Given instruction >> From the records below, pick out each line that contains the string "stadium" and copy it.

Supplied material >>
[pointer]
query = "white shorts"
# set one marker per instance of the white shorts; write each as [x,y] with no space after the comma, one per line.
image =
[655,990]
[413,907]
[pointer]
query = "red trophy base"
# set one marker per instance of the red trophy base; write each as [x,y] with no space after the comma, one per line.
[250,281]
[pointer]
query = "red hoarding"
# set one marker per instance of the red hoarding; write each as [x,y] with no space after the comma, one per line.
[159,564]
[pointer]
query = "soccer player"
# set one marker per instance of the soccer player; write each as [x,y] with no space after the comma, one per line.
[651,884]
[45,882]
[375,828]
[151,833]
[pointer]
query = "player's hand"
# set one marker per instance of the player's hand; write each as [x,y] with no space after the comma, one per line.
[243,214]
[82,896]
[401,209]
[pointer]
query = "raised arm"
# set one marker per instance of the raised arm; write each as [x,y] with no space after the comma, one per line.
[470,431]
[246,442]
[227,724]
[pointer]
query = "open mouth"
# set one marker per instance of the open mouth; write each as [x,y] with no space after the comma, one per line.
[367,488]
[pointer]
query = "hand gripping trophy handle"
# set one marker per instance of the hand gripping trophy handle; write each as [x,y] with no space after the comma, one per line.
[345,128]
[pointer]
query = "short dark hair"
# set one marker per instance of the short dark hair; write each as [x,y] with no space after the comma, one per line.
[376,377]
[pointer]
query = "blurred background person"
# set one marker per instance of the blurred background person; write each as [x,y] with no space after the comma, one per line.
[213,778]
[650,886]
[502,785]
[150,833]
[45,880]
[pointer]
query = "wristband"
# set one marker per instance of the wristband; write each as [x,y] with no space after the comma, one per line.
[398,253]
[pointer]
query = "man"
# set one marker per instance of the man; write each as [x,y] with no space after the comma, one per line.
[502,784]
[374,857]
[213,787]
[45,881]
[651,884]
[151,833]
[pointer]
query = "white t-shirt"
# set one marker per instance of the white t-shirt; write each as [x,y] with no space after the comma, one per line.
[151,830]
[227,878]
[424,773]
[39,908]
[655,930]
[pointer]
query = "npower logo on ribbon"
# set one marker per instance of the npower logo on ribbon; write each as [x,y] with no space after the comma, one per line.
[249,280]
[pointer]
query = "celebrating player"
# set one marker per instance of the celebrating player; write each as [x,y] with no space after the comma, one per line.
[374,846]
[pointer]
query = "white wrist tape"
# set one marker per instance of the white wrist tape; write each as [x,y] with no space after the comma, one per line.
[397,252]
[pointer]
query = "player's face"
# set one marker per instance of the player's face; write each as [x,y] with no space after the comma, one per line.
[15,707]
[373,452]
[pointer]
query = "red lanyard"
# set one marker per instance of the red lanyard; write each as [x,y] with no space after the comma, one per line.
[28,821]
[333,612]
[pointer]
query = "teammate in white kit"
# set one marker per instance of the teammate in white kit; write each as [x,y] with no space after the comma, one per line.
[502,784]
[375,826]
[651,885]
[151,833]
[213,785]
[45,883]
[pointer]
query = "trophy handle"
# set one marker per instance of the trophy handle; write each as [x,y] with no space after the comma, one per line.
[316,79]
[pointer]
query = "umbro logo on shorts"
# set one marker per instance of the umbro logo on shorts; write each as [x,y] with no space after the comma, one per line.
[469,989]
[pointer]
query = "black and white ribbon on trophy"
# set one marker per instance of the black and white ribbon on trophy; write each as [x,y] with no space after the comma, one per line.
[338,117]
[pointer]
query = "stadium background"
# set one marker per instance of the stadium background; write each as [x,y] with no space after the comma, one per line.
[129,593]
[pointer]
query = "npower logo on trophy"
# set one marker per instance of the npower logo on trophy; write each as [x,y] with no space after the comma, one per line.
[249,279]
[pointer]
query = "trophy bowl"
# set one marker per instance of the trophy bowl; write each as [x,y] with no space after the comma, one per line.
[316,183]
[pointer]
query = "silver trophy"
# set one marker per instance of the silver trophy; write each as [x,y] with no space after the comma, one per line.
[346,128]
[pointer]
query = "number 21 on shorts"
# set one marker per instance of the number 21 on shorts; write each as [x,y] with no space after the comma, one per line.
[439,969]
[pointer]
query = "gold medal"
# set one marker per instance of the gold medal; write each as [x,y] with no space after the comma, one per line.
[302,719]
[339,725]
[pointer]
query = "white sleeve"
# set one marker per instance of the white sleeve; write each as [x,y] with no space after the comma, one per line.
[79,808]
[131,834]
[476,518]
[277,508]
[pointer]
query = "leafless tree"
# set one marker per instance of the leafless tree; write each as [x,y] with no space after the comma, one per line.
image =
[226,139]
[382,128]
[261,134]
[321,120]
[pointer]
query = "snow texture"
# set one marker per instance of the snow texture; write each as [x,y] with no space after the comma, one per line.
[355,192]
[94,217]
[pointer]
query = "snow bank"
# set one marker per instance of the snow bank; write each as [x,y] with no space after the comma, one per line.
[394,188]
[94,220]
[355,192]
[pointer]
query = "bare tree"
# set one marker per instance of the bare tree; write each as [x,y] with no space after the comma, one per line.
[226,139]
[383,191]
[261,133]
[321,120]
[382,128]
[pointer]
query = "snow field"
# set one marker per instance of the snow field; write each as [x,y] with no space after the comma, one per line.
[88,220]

Answer for this exercise >>
query = "stadium background"
# set one marker per instance of the stadium background; write each as [x,y] with no space after the comma, one per line.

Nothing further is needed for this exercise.